### Problem description
Among the entries below, find the line with "column 96, row 183", then quote it and each following line up to and including the line with "column 143, row 453", and nothing else.

### Recorded information
>>
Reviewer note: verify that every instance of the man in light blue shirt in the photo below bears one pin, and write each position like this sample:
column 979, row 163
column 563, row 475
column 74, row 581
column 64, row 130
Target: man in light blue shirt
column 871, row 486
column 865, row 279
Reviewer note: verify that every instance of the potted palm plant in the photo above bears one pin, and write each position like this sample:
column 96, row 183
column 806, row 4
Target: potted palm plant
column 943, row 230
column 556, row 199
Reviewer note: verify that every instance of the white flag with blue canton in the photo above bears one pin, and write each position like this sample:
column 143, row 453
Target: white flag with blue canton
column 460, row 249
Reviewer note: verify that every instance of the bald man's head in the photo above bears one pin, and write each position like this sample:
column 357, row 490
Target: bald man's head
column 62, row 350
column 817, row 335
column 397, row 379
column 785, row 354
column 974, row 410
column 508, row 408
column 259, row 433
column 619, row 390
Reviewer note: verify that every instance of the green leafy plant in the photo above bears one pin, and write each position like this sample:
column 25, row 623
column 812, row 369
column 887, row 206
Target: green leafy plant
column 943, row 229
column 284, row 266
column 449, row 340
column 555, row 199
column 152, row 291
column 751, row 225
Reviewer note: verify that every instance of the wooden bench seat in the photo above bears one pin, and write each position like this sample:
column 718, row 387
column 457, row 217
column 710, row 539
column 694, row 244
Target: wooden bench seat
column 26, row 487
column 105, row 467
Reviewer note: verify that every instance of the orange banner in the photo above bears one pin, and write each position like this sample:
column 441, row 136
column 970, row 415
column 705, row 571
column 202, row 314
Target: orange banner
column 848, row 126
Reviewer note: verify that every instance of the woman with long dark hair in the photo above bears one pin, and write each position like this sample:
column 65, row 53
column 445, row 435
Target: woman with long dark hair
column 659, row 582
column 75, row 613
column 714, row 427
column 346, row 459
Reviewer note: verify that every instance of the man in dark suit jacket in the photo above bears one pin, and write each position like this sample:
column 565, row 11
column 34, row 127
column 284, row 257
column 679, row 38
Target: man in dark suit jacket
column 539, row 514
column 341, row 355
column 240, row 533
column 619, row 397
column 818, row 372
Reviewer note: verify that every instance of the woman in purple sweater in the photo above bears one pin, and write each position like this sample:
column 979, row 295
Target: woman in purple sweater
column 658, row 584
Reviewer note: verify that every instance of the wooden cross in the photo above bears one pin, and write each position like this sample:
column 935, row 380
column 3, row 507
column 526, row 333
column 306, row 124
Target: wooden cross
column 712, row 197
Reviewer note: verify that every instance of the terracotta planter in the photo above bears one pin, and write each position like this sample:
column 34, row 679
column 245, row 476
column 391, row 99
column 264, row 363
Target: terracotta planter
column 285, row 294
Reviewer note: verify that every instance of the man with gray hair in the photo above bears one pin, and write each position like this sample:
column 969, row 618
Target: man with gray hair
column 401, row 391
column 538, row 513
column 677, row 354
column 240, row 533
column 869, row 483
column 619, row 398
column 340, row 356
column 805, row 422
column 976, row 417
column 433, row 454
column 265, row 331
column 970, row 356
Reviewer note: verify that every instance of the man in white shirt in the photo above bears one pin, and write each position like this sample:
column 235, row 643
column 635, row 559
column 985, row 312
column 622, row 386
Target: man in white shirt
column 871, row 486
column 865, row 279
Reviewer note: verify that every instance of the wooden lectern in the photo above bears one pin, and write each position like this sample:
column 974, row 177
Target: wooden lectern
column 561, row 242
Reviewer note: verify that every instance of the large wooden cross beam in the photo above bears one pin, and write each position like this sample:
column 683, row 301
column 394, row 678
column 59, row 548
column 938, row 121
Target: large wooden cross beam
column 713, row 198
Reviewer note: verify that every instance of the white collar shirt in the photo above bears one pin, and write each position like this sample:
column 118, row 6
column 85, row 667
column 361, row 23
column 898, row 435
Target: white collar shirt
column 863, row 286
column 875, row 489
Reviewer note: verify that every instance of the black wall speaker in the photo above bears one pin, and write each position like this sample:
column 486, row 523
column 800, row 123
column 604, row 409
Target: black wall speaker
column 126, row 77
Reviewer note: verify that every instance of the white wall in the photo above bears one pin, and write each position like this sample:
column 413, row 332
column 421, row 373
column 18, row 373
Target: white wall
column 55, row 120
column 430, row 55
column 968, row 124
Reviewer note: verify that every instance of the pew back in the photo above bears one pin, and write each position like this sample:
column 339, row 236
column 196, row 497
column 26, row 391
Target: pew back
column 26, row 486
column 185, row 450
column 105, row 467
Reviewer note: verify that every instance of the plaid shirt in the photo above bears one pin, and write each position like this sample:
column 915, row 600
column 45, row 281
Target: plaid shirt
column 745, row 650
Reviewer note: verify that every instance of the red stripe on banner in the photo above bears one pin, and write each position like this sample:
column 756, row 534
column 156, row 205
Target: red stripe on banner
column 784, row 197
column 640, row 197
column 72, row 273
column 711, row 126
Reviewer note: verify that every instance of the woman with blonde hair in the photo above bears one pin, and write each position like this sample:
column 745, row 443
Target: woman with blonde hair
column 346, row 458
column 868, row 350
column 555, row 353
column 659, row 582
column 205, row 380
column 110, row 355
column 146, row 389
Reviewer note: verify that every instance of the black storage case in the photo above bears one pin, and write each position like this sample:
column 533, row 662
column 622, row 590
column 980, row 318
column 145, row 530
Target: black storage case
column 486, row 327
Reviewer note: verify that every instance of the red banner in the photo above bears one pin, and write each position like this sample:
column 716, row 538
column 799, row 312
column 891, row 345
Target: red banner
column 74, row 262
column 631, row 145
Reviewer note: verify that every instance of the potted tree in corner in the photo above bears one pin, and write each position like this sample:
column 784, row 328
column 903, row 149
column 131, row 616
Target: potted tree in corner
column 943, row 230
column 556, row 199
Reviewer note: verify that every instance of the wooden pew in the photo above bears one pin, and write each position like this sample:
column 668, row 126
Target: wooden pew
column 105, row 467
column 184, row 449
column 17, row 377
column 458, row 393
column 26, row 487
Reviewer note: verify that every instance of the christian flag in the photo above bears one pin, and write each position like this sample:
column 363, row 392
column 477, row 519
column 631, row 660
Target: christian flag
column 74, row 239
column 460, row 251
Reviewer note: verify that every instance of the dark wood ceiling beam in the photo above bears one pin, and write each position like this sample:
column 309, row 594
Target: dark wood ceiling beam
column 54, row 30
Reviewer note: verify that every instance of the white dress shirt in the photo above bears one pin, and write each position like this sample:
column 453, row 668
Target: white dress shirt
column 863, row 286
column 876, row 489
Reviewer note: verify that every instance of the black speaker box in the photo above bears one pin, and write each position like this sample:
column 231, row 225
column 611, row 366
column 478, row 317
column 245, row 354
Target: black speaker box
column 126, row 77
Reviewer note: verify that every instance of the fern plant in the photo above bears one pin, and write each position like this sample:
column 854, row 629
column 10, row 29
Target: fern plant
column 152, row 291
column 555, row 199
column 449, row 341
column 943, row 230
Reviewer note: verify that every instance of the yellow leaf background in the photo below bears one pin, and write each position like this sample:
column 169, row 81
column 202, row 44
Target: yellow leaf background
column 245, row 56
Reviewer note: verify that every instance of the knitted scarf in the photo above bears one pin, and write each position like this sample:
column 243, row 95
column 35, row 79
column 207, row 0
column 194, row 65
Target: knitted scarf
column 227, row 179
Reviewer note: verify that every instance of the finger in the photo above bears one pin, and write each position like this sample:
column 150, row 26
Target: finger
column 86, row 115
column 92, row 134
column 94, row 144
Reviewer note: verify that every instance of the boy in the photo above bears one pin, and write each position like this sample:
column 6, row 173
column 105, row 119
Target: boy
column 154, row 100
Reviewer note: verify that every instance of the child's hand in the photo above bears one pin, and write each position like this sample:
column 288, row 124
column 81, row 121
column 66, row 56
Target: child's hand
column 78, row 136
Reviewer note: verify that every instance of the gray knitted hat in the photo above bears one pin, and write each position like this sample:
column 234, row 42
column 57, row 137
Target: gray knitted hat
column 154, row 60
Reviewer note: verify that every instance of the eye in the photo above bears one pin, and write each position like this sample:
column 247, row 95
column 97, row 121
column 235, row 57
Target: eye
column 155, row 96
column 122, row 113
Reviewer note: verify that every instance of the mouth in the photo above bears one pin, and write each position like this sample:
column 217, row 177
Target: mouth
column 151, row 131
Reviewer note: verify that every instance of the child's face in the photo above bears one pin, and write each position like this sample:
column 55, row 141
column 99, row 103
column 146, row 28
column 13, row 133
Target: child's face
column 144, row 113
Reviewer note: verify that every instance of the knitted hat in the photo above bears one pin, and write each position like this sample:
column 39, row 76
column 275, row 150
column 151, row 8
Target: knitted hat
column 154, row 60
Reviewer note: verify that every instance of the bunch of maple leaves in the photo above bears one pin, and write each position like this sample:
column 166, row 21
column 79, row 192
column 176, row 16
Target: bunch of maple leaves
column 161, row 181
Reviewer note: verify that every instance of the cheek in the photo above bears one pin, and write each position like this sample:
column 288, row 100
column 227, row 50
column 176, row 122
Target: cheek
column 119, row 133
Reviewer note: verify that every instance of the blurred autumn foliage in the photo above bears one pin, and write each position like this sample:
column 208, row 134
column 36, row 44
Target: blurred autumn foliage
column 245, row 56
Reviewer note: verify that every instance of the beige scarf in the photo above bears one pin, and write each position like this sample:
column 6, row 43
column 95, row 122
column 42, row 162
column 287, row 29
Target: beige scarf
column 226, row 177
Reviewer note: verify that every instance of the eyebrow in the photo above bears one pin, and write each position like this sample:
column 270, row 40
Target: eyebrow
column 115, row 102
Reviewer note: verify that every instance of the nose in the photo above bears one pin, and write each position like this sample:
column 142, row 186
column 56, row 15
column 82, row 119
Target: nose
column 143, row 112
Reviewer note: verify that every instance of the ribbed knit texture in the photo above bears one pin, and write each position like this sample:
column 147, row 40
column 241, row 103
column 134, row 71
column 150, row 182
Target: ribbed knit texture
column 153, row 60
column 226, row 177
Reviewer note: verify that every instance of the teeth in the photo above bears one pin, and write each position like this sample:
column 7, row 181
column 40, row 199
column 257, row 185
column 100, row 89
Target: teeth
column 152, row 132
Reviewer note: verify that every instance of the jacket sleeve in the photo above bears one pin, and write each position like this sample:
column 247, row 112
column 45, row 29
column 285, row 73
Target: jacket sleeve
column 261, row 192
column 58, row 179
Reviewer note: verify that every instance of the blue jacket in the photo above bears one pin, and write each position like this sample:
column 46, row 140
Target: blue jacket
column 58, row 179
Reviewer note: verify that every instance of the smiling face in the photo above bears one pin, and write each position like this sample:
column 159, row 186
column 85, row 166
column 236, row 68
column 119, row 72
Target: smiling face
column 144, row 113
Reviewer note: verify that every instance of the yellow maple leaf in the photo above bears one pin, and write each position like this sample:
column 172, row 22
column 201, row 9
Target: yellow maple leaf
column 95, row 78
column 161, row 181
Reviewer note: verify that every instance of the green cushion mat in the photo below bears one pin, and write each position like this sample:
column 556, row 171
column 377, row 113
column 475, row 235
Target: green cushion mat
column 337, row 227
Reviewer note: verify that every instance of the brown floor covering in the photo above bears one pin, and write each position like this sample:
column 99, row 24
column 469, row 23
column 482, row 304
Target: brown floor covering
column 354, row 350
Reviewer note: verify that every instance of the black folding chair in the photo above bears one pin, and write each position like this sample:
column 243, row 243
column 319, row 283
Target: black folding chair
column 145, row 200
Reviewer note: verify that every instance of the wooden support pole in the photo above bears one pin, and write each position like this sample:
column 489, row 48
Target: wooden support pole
<<
### Answer box
column 96, row 183
column 806, row 4
Target: potted palm plant
column 943, row 230
column 556, row 199
Reviewer note: verify that every instance of the white flag with blue canton in the photo above bears one pin, and write each position like this sample:
column 143, row 453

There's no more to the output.